Data entries
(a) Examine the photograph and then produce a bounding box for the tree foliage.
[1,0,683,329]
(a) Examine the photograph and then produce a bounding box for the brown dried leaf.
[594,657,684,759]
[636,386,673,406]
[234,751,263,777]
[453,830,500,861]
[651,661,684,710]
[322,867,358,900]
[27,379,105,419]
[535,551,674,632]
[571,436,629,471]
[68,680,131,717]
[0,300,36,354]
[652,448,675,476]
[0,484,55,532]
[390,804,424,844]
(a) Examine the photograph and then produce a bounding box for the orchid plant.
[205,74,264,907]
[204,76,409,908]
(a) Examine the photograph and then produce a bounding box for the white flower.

* * *

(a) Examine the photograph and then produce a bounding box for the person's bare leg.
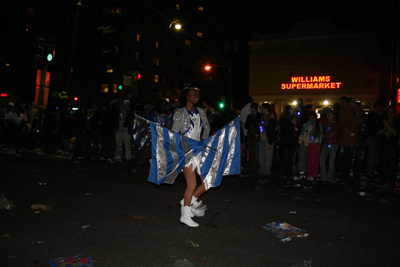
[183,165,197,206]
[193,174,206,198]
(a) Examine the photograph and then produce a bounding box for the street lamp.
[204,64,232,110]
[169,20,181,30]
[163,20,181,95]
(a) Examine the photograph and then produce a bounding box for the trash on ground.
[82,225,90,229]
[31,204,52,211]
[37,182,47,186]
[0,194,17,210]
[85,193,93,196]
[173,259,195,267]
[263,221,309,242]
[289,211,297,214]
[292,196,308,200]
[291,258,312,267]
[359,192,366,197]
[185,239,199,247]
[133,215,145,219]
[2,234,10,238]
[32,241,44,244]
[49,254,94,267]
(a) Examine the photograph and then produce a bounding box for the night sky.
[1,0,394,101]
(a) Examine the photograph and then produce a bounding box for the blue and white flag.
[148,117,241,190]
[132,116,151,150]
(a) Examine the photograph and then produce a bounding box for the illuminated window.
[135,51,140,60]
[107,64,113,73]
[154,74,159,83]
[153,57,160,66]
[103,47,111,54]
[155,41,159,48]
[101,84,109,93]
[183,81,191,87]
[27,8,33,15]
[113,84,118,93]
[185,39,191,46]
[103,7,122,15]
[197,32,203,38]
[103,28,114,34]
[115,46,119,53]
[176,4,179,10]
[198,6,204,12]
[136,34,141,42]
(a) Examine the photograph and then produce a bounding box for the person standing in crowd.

-- Try it --
Set down, from the entries above, exactly the lines from the one with "the orchid plant." up to and including the one with "the white flower.", and no other lines.

-- Written reply --
(a) Examine the photograph and then produce a bounding box for the orchid plant.
[205,74,264,907]
[204,76,409,908]
(a) Examine the photograph and then produce a bounding box for the white flower.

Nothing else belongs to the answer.